= CONSIGNE A =
Extrayez du texte sur les arnaques à la romance le passage qui va de "Un montant record" jusqu'à "par l'agence américaine." inclus.
= CONSIGNE B =
Rédigez la suite du texte sur les arnaques à la romance, à partir de sa dernière phrase.

= TEXTE FOURNI =
....

Ces arnaques à la romance, issues des applications de rencontre, se sont multipliées pendant la pandémie de Covid-19, quand les confinements à répétition ont poussé à la recherche d'affection par écran interposé.
Un montant record de 547 millions de dollars a été pillé en 2021 dans ce type d'affaires, a estimé l'autorité américaine de la concurrence (FTC). Soit une hausse de près de 80% en un an.
Des pertes d'environ 1,3 milliard de dollars ont été déclarées aux Etats-Unis sur les cinq dernières années, ce qui en fait la plus importante catégorie d'arnaque recensée par l'agence américaine.
Mais ce n'est que la partie visible de l'iceberg, relève la FTC, car l'immense majorité des abus ne sont pas signalés.
La récente explosion des chiffres s'explique par "l'isolation, la solitude et l'utilisation d'internet comme manière quasi unique de communiquer" durant la pandémie, estime Tim McGuinness, fondateur de l'association dédiée Scars.
- Nouvelles ruses grâce au Covid -
Un test Covid subitement positif, des nouvelles restrictions de voyage tombées au moment opportun... l'incertitude constante des deux dernières années a fourni aux escrocs des excuses toutes trouvées pour annuler au dernier moment le rendez-vous tant attendu, note la FTC.
Un homme a ainsi raconté à l'association "Silent Victim No More" que les restrictions sanitaires avaient donné à sa correspondante une raison toute trouvée pour lui poser un lapin.
"Le Covid a bénéficié aux arnaqueurs", regrette cet homme qui a versé quelque 400.000 dollars.
L'attention autour de ce type de fraude grandit toutefois, notamment via des groupes d'entraide ou récemment avec le documentaire "L'arnaqueur de Tinder" sur Netflix.
Une fois que Debby Montgomery Johnson, la soixantaine, a réalisé avoir perdu plus d'un million de dollars, elle a décidé de raconter comment elle s'était fait avoir par l'homme avec lequel elle s'était sentie, pendant deux ans, très proche.
Elle a écrit un livre et a rejoint l'équipe de l'association Scars, en contact avec quelque sept millions de victimes depuis 2015.
"Je cherchais un confident", explique-t-elle, ayant plongé dans les sites de rencontre après la mort de son mari.

....

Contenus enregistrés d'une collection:
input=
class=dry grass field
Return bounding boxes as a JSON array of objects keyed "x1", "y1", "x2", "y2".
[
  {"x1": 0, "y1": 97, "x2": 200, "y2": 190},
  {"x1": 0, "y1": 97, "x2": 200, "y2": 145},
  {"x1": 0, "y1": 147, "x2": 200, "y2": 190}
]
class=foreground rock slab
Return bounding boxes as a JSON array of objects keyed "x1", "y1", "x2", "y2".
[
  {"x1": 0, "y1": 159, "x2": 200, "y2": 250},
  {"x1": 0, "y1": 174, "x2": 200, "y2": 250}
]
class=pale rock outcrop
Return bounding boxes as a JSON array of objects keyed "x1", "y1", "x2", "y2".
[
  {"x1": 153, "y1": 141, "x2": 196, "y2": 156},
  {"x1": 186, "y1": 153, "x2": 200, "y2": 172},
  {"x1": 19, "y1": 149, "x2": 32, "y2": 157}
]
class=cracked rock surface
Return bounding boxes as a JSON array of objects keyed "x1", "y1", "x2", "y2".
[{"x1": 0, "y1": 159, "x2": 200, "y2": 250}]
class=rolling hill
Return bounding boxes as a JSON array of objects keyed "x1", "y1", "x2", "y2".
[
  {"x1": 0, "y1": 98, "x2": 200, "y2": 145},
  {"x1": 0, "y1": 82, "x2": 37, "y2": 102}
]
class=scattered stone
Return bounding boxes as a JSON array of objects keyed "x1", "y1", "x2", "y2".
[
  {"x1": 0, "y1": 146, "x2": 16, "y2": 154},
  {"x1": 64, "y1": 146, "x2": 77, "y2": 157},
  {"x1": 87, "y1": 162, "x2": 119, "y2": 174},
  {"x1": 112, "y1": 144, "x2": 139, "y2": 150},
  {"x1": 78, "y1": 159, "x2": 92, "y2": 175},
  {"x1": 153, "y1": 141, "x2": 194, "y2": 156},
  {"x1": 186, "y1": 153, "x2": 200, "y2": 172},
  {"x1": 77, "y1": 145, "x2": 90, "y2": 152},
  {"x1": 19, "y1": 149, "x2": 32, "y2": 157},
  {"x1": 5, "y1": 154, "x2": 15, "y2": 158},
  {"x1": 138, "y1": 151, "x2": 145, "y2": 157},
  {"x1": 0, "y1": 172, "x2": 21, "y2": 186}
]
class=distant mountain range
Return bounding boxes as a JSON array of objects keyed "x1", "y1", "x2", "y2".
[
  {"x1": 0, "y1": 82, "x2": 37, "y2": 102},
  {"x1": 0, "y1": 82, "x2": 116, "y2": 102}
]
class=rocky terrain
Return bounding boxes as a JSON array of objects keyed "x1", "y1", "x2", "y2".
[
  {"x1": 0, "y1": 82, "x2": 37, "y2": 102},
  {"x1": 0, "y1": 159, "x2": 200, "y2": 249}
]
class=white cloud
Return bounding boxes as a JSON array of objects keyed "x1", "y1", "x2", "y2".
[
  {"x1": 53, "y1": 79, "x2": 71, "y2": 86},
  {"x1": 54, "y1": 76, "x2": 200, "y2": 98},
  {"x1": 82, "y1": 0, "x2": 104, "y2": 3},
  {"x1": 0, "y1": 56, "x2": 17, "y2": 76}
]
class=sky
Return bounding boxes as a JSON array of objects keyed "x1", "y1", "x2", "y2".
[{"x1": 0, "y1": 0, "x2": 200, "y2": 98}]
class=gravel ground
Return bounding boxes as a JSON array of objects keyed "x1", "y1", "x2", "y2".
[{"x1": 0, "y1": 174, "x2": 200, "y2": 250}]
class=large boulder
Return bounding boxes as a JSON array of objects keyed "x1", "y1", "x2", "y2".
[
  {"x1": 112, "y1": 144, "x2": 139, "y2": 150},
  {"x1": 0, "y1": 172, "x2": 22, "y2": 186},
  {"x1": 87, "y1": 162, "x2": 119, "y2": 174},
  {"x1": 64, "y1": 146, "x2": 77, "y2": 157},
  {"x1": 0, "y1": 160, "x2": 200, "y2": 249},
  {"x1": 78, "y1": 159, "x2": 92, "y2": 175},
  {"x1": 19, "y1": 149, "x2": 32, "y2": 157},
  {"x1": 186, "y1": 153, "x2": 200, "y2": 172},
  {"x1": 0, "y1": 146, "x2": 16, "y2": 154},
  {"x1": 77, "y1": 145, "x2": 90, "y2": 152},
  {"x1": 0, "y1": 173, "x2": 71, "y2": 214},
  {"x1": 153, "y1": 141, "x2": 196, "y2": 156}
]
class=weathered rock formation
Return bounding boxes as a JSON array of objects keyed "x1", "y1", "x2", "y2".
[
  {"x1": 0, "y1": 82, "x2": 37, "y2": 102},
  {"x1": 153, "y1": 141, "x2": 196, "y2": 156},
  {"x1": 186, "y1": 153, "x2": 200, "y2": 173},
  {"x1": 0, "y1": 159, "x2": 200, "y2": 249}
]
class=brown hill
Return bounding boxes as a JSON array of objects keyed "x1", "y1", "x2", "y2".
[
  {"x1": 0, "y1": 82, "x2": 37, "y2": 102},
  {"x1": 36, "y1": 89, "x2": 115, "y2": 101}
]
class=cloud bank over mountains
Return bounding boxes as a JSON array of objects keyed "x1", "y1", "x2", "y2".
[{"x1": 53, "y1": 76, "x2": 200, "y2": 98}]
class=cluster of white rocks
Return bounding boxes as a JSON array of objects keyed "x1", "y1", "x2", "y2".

....

= RÉPONSE FINALE A =
Un montant record de 547 millions de dollars a été pillé en 2021 dans ce type d'affaires, a estimé l'autorité américaine de la concurrence (FTC). Soit une hausse de près de 80% en un an.
Des pertes d'environ 1,3 milliard de dollars ont été déclarées aux Etats-Unis sur les cinq dernières années, ce qui en fait la plus importante catégorie d'arnaque recensée par l'agence américaine.

= RÉPONSE FINALE B =
Cela ne lui ressemblait pas de donner de l'argent comme elle l'a fait, poursuit-elle, mais "il m'a vraiment fait vibrer".
"C'est de la manipulation à un niveau d'expert", estime Tim McGuinness de Scars, lui-même victime.
Les échanges "se déroulent comme une conversation normale, mais ils vont utiliser des techniques de manipulation très spécifiques pour initier une emprise".
Les arnaqueurs, souvent basés en Afrique de l'Ouest, se muent sous de fausses identités qui vivent et travaillent à l'étranger, parfois des militaires, ouvrant ainsi la voie, plus tard, à des alibis.
Après une idylle à distance, vient la demande de virement d'argent pour des billets d'avion, un visa, des frais médicaux ou d'autres urgences, toujours avec la promesse d'un remboursement une fois réunis.
Peu de risques, beaucoup de bénéfices: avec de tels avantages, les escrocs répètent ce scénario non seulement sur les applications de rencontre, mais également par Instagram, ou encore les jeux en ligne.
"Les arnaqueurs sont présents sur n'importe quel espace où vous pouvez lancer une conversation avec quelqu'un", estime Tim McGuinness.
- "Personne n'en parlait" -
Et les jeunes ne sont pas épargnés: selon la FTC, le nombre d'Américains de 18 à 29 ans touchés a été multiplié par plus de dix entre 2017 et 2021.
La popularité croissante des cryptomonnaies, comme le bitcoin, facilite également ces tromperies par l'opacité des transferts de liquidités qu'elles permettent.
Selon Tim McGuinness, les jeunes se font avoir "plus souvent et pour des montants plus faibles", quand les plus âgés perdent des sommes plus importantes, mais moins souvent.
Les victimes, face à la crainte du jugement des autres, gardent bien souvent pour elles une histoire dont elles ont honte.
Debby Montgomery Johnson a entendu en quelques années beaucoup d'histoires similaires à la sienne, "mais personne n'en parlait". Elle dit aujourd'hui vouloir s'en faire l'écho autour d'elle, "pour être la voix de celle qui a survécu."